Written exercise:
Write out every line of the records below, requests included, and multiply each coordinate in the answers by 0.4, rounding to whole numbers with halves rounded up. Leave the numbers in the requests unchanged.

Extracted material:

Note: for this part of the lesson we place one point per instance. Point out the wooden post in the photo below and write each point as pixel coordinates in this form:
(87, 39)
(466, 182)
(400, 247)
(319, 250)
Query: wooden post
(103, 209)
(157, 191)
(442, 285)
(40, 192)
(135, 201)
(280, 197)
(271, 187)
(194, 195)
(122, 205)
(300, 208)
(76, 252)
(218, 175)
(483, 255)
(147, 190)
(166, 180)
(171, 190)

Problem solution:
Note: for this part of the lesson we place one point per instance. Point out the wooden post in the photo below and write each point as pixel coordinates in this form:
(87, 39)
(466, 182)
(400, 247)
(319, 250)
Query: wooden post
(41, 84)
(63, 76)
(177, 114)
(16, 77)
(54, 80)
(112, 79)
(108, 75)
(78, 78)
(49, 82)
(120, 83)
(30, 101)
(87, 70)
(193, 102)
(59, 76)
(66, 72)
(68, 76)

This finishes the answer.